### MATERIAL SHOWN
* * * *
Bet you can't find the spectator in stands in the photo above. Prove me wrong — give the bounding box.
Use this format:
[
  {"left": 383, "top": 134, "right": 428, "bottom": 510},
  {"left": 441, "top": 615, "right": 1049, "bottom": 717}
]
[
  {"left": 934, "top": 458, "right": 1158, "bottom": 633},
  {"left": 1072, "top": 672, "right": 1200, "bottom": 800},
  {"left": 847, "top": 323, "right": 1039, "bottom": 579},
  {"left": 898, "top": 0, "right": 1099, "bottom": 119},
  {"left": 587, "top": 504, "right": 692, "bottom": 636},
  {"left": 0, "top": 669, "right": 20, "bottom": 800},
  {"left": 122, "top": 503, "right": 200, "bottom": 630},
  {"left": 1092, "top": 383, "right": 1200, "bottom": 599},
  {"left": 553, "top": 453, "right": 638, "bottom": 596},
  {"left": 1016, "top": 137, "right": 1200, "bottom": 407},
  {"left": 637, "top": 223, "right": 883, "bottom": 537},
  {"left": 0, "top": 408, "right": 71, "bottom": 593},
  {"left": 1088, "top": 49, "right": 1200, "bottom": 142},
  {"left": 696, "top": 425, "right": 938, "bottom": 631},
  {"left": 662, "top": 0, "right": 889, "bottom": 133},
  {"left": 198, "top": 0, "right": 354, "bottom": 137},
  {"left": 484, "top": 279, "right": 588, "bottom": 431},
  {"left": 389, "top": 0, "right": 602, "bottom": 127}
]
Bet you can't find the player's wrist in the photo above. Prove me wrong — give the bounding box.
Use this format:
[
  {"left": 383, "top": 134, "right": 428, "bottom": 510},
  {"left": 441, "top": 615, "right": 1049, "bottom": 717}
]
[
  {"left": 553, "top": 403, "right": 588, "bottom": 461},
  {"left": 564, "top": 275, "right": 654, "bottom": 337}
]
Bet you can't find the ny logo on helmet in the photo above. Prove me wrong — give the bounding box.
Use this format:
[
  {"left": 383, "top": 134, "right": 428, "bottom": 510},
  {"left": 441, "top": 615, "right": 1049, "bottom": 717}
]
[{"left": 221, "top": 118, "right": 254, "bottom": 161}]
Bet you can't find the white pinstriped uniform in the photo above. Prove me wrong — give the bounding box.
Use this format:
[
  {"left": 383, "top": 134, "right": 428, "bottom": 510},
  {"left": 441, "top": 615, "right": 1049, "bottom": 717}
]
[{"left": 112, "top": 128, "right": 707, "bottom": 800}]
* * * *
Put every line of the entries above into a JSON list of strings, one string per line, and leave out any blank lines.

[
  "Bet you can't find the spectator in stands in the photo above. Prove me wrong — give the bounding box.",
  "Use this format:",
  "[",
  "  {\"left\": 383, \"top\": 134, \"right\": 428, \"bottom\": 510},",
  "  {\"left\": 441, \"top\": 615, \"right\": 1049, \"bottom\": 717}",
  "]",
  "[",
  "  {\"left\": 934, \"top\": 458, \"right\": 1158, \"bottom\": 633},",
  "  {\"left\": 1072, \"top\": 672, \"right\": 1200, \"bottom\": 800},",
  "  {\"left\": 847, \"top\": 323, \"right\": 1039, \"bottom\": 579},",
  "  {\"left\": 898, \"top\": 0, \"right\": 1099, \"bottom\": 119},",
  "  {\"left\": 587, \"top\": 504, \"right\": 692, \"bottom\": 636},",
  "  {\"left\": 0, \"top\": 669, \"right\": 20, \"bottom\": 800},",
  "  {\"left\": 122, \"top\": 503, \"right\": 200, \"bottom\": 630},",
  "  {\"left\": 1092, \"top\": 383, \"right\": 1200, \"bottom\": 599},",
  "  {\"left\": 553, \"top\": 453, \"right\": 638, \"bottom\": 596},",
  "  {\"left\": 1016, \"top\": 137, \"right\": 1200, \"bottom\": 407},",
  "  {\"left\": 637, \"top\": 223, \"right\": 883, \"bottom\": 537},",
  "  {\"left\": 0, \"top\": 408, \"right\": 71, \"bottom\": 593},",
  "  {\"left\": 1088, \"top\": 49, \"right\": 1200, \"bottom\": 142},",
  "  {\"left\": 696, \"top\": 425, \"right\": 938, \"bottom\": 631},",
  "  {\"left\": 662, \"top\": 0, \"right\": 889, \"bottom\": 133},",
  "  {\"left\": 198, \"top\": 0, \"right\": 354, \"bottom\": 137},",
  "  {\"left\": 484, \"top\": 279, \"right\": 588, \"bottom\": 431},",
  "  {\"left\": 389, \"top\": 0, \"right\": 602, \"bottom\": 127}",
  "]",
  "Bet you can't find the player's wrist in the photo above. Prove me wrong — give the bounding box.",
  "Use this format:",
  "[",
  "  {\"left\": 383, \"top\": 134, \"right\": 428, \"bottom\": 510},",
  "  {\"left\": 441, \"top\": 615, \"right\": 1049, \"bottom\": 717}",
  "]",
  "[",
  "  {\"left\": 553, \"top\": 403, \"right\": 588, \"bottom\": 461},",
  "  {\"left\": 564, \"top\": 275, \"right\": 654, \"bottom\": 337}",
  "]",
  "Bet you can't find the ny logo on helmet in the photo above. Prove me wrong — give the bounding box.",
  "Use this format:",
  "[",
  "  {\"left\": 383, \"top\": 134, \"right\": 428, \"bottom\": 510},",
  "  {\"left\": 441, \"top\": 615, \"right\": 1049, \"bottom\": 717}",
  "]",
  "[{\"left\": 221, \"top\": 118, \"right\": 254, \"bottom\": 161}]",
  "Bet you can't find the white pinstriped uniform in the photo above. Prove me wrong — give the bounding box.",
  "Use this format:",
  "[",
  "  {\"left\": 383, \"top\": 134, \"right\": 428, \"bottom\": 510},",
  "  {\"left\": 441, \"top\": 615, \"right\": 1049, \"bottom\": 717}",
  "]",
  "[{\"left\": 112, \"top\": 128, \"right\": 707, \"bottom\": 800}]"
]